DOCUMENT SECTION:
---

Richard Linklater's small, elegiac film about Lorenz Hart (Ethan Hawke), the lyricist half of the legendary Rodgers and Hart partnership, on a single night in 1943 — the opening night of Oklahoma!, the show his former partner Richard Rodgers wrote with Oscar Hammerstein II without him.

Hawke's performance is the kind of breathless, transformative work he does once a decade. The film is essentially a 90-minute character study, set largely in a bar, watching one of the most gifted lyricists of the 20th century process a betrayal in real time. It's funny, it's sad, it's specific.

Linklater understands that a great character study doesn't need plot. Blue Moon doesn't have one. It doesn't need one. Anyone who loves musical theater, Before Sunrise, or just watching Ethan Hawke act will be wrecked by this.

08

Tallulah (2016)

Sian Heder's debut feature — the writer-director who would go on to win an Oscar for CODA — about a homeless drifter (Ellen Page, now Elliot Page) who effectively kidnaps a baby from a neglectful Manhattan mother and brings the child to the apartment of the woman she believes is the baby's grandmother (Allison Janney).

It is a quieter, more morally complicated film than the premise suggests. Page and Janney are both at the top of their game. Heder's writing has the same sharp ear for working-class specificity that made CODA land.

Netflix has had this film since release and almost never surfaces it. Watch it before CODA and you can see Heder's whole filmography starting to emerge.

09

Ma Rainey's Black Bottom (2020)

George C. Wolfe's adaptation of August Wilson's play, set during a single recording session in 1927 Chicago. Viola Davis stars as Ma Rainey, the Mother of the Blues. Chadwick Boseman plays Levee, her ambitious young trumpet player. The film was Boseman's final performance before his death. It is among the great final performances any actor has given.

The film itself is structurally a stage play, which is a real choice. Most of the runtime is conversation in the recording studio's basement. Davis is volcanic. Boseman is doing the work of a man who knows he's running out of time.

Boseman should have won the Oscar for this. He didn't. The film won other Oscars, picked up acclaim, and then quietly receded. Anyone who only knows Boseman from Black Panther needs to see what he could do with a stage actor's role.

10

Under the Skin (2013)

Jonathan Glazer's slow, alien art-horror film, in which Scarlett Johansson plays a creature in a human suit driving around Glasgow, picking up men, and dispatching them in a series of unforgettably strange visual sequences. Most of the men were non-actors filmed without their knowledge using hidden cameras.

---

SUPPLIED ENTRIES:

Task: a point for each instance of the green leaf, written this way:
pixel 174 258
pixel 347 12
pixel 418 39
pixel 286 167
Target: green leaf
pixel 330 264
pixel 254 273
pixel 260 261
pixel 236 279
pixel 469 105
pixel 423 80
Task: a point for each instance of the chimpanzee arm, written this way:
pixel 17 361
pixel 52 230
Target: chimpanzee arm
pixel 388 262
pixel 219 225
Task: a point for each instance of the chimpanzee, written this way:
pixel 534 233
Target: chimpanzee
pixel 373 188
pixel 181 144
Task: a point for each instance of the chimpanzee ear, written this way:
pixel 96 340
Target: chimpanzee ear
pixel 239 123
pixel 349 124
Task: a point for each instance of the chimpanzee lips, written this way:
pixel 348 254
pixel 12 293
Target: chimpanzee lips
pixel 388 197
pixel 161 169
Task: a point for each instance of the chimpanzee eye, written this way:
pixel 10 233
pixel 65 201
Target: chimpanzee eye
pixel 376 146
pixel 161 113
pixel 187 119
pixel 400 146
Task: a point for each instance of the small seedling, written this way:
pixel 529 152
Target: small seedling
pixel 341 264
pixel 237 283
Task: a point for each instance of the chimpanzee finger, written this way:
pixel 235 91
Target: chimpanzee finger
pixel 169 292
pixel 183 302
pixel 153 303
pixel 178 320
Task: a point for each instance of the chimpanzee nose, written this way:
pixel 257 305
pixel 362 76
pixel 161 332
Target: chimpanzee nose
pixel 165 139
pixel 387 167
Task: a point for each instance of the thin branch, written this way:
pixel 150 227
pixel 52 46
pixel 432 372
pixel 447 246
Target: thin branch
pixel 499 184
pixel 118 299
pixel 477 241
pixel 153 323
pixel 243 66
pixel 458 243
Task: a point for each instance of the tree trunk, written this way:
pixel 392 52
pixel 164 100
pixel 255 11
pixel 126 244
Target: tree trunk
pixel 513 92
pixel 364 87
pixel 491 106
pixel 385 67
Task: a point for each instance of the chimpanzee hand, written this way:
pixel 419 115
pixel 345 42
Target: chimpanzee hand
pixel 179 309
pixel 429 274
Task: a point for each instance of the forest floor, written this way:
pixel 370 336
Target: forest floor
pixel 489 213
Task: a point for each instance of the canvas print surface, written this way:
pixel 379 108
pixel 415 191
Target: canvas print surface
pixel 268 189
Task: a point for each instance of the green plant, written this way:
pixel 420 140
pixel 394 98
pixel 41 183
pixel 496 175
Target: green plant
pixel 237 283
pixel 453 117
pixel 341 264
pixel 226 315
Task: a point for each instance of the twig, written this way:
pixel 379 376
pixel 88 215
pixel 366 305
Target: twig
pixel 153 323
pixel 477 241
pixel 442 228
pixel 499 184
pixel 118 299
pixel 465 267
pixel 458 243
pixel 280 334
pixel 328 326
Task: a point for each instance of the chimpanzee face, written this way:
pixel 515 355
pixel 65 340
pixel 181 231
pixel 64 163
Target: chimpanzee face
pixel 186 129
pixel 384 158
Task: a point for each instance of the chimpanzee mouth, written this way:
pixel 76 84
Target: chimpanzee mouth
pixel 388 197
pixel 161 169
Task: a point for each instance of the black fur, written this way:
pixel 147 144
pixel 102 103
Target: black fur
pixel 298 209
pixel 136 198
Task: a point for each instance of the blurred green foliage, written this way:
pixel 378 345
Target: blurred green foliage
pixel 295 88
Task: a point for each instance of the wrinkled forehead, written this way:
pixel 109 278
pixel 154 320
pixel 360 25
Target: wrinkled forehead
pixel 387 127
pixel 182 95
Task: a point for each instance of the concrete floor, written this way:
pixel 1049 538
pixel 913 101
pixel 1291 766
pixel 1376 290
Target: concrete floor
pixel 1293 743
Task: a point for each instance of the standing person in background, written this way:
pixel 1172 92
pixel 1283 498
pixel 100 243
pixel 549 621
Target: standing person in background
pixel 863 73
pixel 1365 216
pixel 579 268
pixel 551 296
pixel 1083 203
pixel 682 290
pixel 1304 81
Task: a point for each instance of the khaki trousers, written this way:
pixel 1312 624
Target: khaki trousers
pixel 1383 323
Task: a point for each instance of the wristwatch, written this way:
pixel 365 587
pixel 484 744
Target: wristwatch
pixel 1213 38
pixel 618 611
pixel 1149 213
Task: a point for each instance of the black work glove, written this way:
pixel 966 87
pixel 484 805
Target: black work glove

---

WORK REQUEST 1: According to the film list, why should someone watch Tallulah before CODA?
WORK REQUEST 2:
Using the film list, say whether each statement agrees with it, answering yes or no and quoting the words that decide it:
(a) Blue Moon is set on the opening night of Oklahoma!
(b) Tallulah was Sian Heder's second feature.
(c) Chadwick Boseman won the Oscar for Ma Rainey's Black Bottom.
WORK REQUEST 3: Echo the film list word for word, starting at the words "Sian Heder's debut" and ending after "grandmother (Allison Janney).".

WRITTEN SOLUTION 1: Watching Tallulah before CODA lets you see Heder's whole filmography starting to emerge.

WRITTEN SOLUTION 2:
(a) Yes: "on a single night in 1943 — the opening night of Oklahoma!"
(b) No: "Sian Heder's debut feature"
(c) No: "Boseman should have won the Oscar for this. He didn't."

WRITTEN SOLUTION 3:
Sian Heder's debut feature — the writer-director who would go on to win an Oscar for CODA — about a homeless drifter (Ellen Page, now Elliot Page) who effectively kidnaps a baby from a neglectful Manhattan mother and brings the child to the apartment of the woman she believes is the baby's grandmother (Allison Janney).